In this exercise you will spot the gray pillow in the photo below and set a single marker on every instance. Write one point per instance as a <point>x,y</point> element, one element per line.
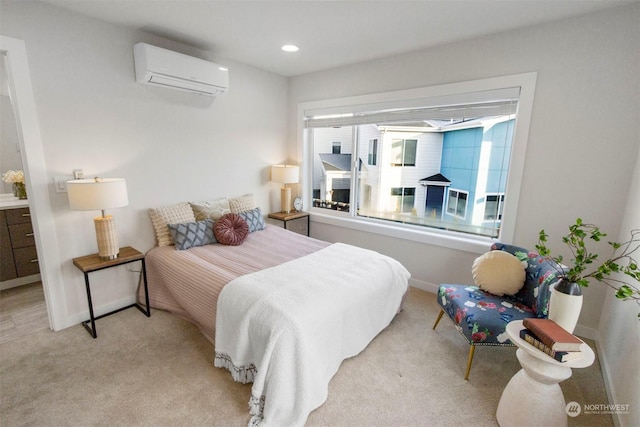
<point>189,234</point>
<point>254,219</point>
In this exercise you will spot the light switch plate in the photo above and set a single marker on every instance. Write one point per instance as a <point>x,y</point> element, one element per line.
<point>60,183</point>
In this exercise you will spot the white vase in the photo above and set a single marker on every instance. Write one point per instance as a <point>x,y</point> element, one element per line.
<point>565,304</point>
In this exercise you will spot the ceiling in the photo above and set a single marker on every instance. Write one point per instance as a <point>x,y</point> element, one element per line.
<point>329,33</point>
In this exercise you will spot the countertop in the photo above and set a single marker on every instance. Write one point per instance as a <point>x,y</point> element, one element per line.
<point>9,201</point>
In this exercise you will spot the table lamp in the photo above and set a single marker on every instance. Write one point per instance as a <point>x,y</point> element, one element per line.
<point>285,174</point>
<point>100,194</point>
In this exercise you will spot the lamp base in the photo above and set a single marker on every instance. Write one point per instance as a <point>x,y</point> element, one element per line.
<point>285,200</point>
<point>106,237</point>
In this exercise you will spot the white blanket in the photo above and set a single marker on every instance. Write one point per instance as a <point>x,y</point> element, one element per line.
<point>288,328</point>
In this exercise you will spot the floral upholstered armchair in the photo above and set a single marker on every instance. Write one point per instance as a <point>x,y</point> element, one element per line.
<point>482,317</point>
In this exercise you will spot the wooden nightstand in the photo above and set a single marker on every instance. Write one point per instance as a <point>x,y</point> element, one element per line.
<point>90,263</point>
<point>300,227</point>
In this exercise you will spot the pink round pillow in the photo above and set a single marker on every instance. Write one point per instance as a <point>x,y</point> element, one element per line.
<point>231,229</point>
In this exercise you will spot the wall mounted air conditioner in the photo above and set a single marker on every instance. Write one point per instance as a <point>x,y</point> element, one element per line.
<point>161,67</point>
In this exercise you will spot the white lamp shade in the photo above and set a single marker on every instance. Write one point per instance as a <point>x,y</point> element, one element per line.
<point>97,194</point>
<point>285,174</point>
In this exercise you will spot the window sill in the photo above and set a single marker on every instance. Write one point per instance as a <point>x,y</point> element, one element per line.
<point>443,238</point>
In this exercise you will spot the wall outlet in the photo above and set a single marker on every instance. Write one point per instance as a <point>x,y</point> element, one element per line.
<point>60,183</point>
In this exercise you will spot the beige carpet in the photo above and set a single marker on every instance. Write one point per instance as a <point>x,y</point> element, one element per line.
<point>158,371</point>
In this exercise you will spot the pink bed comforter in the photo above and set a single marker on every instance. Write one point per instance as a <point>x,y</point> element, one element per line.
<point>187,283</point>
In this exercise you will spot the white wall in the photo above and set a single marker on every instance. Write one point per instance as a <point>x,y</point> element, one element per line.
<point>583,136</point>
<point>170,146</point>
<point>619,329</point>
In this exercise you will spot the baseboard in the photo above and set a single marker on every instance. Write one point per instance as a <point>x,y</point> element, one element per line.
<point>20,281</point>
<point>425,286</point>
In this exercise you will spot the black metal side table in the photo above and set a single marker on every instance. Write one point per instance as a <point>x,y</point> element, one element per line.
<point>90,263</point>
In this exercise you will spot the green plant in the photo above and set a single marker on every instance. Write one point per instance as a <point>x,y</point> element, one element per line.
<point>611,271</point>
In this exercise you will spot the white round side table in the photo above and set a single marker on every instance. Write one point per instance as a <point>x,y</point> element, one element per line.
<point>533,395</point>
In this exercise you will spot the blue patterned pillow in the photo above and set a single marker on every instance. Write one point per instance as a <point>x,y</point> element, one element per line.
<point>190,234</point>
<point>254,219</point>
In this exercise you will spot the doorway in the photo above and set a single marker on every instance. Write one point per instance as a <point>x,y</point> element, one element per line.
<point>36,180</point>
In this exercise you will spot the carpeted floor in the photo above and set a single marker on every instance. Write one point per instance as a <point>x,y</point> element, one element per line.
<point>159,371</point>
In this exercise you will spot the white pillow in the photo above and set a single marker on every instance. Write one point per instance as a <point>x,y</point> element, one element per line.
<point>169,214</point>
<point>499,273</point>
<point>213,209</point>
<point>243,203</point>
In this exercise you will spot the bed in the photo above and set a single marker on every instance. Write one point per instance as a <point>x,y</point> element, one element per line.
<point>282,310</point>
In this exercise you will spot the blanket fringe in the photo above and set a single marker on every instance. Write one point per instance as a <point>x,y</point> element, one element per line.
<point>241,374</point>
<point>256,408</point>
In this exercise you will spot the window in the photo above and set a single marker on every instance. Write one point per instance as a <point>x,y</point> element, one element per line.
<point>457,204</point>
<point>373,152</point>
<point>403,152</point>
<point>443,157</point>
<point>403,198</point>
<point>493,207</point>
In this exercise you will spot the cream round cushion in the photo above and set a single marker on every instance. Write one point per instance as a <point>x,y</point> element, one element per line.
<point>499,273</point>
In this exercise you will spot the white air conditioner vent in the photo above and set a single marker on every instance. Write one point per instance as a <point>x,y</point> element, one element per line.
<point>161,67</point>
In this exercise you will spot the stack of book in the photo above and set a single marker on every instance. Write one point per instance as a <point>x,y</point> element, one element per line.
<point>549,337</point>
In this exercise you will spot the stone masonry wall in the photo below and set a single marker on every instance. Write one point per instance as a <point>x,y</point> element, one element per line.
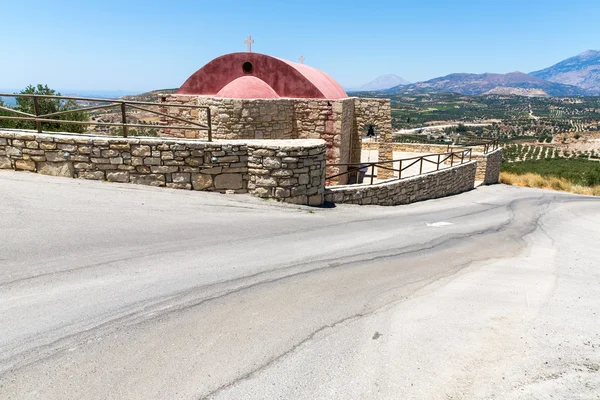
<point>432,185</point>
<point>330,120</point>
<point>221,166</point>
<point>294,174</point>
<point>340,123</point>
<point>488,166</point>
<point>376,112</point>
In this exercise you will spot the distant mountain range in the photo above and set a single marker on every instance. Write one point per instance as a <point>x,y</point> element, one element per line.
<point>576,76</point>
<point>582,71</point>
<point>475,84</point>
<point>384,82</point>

◆ ◆ ◆

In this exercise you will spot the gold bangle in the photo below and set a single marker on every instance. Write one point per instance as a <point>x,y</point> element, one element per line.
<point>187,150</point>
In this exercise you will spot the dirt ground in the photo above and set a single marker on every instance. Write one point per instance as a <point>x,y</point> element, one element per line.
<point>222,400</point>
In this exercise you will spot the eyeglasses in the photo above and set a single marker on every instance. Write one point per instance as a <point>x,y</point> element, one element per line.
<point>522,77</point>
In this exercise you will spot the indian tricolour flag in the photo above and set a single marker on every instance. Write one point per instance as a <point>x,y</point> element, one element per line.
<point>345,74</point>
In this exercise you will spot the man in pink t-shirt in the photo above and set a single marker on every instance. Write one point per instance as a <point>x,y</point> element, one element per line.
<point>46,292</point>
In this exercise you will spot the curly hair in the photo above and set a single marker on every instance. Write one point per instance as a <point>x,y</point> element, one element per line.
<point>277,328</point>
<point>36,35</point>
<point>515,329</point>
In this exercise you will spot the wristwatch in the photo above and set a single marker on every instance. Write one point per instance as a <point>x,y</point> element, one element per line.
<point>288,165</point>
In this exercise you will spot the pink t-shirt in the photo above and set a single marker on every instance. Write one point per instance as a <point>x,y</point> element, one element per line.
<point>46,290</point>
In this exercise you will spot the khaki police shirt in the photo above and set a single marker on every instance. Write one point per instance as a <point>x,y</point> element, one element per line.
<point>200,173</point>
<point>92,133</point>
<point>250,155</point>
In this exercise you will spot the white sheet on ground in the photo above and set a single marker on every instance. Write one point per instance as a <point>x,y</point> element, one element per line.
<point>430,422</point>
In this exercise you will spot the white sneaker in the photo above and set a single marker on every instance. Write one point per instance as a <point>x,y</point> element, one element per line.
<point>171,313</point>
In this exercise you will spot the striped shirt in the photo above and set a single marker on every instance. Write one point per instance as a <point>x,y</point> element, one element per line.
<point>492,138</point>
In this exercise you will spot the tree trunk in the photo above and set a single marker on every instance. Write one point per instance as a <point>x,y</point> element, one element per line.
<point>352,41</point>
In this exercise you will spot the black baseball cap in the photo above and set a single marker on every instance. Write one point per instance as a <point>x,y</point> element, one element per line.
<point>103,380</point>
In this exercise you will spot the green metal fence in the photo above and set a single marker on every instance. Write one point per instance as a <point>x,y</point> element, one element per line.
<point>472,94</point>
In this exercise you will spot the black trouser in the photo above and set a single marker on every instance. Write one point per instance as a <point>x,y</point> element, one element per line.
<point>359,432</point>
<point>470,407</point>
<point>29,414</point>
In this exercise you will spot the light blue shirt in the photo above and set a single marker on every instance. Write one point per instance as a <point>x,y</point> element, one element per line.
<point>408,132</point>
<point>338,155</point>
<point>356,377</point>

◆ ◆ ◆

> Request
Print the records above word for word, starting at the line that contains "In this exercise you will spot the gray" and ending at the line that contains "<point>100,194</point>", both lines included. Leave the pictures out.

> Answer to this exercise
In this exercise you will spot the gray pillow in the photo below and set a single marker on every instance. Write one point per instance as a <point>x,y</point> element, one element per line.
<point>189,234</point>
<point>254,219</point>
In this exercise you will spot the light switch plate in the photo above and set a single marker on every instance. Write one point per instance as a <point>x,y</point> element, one element per line.
<point>60,183</point>
In this exercise you will spot the white vase in the photo above and set a single marker on every instance. Write one point per instance as a <point>x,y</point> element, one element per line.
<point>565,304</point>
In this exercise you will spot the ceiling in the photo above and set a single marker on every instance. Write one point per instance as a <point>x,y</point> element, one element per line.
<point>329,33</point>
In this exercise you will spot the countertop in the photo above and set a single marker on every instance. Write one point per instance as a <point>x,y</point> element, one element per line.
<point>9,201</point>
In this exercise you will spot the table lamp in the photo above and set a single marker on every instance. Write one point per instance as a <point>x,y</point> element, one element per line.
<point>285,174</point>
<point>100,194</point>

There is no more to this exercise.